SELECTED EXTRACT —
— Start —
LINDA GRADSTEIN: Some 200 new immigrants to Israel this week attended a ceremony where they received their Israeli citizenship less than 24 hours after arriving in the country.  For many, it’s an emotional moment that they’ve been anticipating for years.  But instead of being handed  their blue I.D. cards at the most resonant site in all of Judaism, they’re in the courtyard of the Jewish Agency Building in Downtown Jerusalem. Jewish Agency spokesman, Michael Jankelovits, says it’s not what the immigration agency had wanted.

MICHAEL JANKELOVITS: It is a symbol with which Jews from all over the world can identify with, and it’s emotional the day after you land in Israel that you are given your identity card at the Western Wall.
— End —
GIVEN RECORDS —
— Start —
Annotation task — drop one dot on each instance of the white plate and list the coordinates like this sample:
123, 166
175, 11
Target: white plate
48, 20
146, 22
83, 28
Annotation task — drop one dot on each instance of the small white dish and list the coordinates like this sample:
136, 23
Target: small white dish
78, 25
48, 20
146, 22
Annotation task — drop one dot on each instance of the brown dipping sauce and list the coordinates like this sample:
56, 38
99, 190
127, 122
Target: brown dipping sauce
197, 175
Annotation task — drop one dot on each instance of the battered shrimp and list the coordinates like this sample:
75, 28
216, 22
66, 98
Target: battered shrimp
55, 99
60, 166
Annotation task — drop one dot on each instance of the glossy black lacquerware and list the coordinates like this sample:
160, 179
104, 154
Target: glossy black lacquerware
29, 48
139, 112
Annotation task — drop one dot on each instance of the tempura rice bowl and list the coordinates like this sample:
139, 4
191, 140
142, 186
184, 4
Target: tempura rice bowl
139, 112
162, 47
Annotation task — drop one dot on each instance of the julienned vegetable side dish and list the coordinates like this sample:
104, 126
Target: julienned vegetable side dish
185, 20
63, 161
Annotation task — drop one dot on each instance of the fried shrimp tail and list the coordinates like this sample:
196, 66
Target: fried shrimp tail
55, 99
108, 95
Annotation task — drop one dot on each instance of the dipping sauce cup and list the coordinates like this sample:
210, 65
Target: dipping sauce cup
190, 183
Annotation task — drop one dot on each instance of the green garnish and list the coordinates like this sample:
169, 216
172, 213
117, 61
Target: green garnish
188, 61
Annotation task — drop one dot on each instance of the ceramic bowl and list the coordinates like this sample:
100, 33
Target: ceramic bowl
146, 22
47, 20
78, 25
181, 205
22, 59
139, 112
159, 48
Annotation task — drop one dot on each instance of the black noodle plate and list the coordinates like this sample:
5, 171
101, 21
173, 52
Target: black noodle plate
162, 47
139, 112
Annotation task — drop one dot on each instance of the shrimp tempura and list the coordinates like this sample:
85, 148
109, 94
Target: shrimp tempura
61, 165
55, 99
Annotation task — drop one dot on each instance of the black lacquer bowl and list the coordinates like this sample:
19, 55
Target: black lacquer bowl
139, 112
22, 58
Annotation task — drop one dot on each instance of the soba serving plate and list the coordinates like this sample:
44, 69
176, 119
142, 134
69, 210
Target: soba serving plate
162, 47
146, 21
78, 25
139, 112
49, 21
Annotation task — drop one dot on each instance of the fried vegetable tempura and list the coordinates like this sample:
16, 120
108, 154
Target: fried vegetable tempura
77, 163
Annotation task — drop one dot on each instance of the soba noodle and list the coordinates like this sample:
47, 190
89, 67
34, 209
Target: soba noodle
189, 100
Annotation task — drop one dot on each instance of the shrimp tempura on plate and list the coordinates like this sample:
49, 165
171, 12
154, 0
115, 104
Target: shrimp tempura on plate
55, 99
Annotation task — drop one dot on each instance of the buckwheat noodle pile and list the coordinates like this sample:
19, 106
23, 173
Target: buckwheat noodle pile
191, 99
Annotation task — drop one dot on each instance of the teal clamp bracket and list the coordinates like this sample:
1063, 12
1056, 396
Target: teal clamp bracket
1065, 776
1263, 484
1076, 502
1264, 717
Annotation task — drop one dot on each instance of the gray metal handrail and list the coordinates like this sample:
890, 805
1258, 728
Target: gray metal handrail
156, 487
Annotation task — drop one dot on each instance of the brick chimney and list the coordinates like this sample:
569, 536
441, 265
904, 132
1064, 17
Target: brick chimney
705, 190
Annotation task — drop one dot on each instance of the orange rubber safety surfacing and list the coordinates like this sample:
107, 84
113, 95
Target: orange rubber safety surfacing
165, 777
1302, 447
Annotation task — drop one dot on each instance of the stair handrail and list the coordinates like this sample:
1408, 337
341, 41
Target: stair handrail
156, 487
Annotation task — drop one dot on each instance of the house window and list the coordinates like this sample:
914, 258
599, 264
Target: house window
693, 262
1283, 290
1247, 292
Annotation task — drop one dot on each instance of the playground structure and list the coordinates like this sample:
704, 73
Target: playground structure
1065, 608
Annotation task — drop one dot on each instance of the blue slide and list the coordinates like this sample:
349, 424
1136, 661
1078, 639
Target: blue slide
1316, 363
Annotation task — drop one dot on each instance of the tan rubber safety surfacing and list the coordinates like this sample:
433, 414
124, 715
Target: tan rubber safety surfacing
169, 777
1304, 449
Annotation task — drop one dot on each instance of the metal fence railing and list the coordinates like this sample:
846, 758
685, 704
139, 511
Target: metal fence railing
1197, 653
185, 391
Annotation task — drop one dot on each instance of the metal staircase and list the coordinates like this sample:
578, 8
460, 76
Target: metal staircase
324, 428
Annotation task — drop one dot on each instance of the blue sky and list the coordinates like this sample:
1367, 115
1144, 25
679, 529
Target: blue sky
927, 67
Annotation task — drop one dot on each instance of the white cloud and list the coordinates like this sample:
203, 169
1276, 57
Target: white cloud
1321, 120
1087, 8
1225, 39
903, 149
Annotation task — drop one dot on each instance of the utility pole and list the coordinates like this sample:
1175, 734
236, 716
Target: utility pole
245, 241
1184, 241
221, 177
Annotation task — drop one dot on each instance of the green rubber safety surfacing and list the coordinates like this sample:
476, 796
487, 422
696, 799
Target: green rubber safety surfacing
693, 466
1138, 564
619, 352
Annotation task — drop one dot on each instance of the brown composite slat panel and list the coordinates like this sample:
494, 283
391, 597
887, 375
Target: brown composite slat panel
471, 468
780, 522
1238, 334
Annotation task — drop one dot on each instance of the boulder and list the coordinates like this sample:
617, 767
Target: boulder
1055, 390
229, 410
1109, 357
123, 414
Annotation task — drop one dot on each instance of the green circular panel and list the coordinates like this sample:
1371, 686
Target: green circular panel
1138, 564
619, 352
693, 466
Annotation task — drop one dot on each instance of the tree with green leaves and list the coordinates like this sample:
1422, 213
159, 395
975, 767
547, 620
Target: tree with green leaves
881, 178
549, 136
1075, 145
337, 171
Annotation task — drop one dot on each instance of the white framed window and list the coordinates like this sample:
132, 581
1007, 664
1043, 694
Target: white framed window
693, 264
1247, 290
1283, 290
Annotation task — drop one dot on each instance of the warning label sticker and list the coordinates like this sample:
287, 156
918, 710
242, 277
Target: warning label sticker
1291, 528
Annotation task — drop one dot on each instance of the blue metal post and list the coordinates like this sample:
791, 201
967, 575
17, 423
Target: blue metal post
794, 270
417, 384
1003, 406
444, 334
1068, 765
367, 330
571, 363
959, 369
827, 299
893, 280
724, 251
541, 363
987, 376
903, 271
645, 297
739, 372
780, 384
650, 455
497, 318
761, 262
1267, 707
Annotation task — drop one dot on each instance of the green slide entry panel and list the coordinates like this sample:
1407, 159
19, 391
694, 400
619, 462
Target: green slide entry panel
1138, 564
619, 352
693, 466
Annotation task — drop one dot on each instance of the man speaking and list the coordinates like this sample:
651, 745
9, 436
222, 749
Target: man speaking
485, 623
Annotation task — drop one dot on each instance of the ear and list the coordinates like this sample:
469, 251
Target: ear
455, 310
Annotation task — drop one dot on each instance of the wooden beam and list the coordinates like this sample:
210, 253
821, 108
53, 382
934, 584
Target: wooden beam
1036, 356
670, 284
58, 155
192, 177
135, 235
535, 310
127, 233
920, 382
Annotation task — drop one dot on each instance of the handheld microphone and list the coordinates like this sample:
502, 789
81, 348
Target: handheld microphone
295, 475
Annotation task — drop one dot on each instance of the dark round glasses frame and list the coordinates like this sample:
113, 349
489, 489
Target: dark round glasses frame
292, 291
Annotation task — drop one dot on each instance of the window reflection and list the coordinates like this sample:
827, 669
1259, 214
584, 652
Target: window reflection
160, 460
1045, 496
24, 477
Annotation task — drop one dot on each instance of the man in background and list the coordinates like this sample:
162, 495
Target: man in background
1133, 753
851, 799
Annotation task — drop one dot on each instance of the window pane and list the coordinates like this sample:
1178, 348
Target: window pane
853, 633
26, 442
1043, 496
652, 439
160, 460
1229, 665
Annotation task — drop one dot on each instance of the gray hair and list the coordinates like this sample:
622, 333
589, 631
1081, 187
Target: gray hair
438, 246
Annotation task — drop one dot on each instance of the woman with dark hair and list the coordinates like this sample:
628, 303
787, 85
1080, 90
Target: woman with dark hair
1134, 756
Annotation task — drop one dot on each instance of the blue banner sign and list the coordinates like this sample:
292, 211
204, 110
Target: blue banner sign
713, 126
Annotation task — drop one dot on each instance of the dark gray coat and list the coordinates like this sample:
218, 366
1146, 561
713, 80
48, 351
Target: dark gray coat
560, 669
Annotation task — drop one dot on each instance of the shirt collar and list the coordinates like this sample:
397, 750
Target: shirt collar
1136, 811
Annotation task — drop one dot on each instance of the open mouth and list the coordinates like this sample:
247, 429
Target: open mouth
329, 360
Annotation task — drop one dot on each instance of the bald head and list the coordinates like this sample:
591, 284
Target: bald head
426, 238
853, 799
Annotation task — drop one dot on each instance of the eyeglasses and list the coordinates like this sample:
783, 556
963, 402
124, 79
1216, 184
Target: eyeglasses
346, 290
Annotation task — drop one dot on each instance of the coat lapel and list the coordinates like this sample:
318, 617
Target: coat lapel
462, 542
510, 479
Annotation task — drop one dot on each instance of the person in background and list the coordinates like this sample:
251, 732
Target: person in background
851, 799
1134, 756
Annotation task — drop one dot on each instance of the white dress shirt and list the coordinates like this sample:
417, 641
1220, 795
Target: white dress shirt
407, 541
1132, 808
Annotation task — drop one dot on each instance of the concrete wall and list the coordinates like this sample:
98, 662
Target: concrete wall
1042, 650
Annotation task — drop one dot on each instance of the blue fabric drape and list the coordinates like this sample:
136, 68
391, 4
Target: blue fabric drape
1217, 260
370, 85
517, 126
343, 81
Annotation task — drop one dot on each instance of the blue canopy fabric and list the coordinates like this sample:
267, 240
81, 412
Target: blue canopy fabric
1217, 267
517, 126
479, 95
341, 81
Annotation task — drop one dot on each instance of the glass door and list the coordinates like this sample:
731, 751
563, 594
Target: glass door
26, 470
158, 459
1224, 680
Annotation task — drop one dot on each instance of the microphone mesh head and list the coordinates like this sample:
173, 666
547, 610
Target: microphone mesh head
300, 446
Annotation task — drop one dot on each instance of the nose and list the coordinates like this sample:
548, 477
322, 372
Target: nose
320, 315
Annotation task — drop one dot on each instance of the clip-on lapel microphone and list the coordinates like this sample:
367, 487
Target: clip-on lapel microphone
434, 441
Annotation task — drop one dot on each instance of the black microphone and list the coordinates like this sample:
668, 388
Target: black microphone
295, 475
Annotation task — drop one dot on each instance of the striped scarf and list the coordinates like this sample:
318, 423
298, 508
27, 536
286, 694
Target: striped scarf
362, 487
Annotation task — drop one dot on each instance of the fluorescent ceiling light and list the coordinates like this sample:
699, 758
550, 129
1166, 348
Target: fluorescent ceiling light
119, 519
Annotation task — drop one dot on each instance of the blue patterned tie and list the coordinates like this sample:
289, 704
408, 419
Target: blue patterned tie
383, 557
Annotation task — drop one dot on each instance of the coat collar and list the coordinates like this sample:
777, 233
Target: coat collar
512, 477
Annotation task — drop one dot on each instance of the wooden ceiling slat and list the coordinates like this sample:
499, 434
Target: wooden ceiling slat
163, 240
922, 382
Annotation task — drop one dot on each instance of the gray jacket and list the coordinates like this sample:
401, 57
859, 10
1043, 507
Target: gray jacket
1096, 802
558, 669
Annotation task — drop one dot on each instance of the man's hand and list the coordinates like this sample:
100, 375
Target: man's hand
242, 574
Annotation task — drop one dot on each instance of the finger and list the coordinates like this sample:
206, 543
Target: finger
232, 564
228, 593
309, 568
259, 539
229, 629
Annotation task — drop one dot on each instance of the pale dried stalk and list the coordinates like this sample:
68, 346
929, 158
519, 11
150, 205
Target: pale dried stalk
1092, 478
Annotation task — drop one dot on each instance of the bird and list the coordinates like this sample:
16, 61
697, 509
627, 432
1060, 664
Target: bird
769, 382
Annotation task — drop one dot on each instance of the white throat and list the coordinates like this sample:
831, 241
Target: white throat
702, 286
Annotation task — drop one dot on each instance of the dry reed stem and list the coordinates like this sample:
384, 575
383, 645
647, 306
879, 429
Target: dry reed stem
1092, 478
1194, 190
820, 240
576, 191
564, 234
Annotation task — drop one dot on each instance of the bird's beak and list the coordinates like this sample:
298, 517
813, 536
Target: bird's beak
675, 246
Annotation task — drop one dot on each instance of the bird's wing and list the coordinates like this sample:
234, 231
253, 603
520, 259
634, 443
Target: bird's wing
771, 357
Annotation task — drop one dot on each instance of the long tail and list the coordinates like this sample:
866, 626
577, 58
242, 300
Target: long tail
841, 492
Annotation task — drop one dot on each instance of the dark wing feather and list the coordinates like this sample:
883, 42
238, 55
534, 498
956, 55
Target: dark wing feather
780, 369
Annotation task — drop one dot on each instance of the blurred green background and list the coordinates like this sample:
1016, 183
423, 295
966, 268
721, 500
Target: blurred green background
— End —
TASK 1 — In the report on new immigrants to Israel, translate this sentence into Spanish: "For many, it’s an emotional moment that they’ve been anticipating for years."
TASK 2 — Do these statements agree with the report on new immigrants to Israel? Answer yes or no for each, quoting the words of the report that decide it. (a) About 200 new immigrants attended the ceremony. (b) The immigrants were handed their I.D. cards at the Western Wall. (c) The immigrants received citizenship more than a week after arriving.

CORRECT OUTPUT 1 — Para muchos, es un momento emotivo que llevan años esperando.

CORRECT OUTPUT 2 —
(a) Yes: "Some 200 new immigrants to Israel this week attended a ceremony"
(b) No: "they’re in the courtyard of the Jewish Agency Building in Downtown Jerusalem"
(c) No: "less than 24 hours after arriving in the country"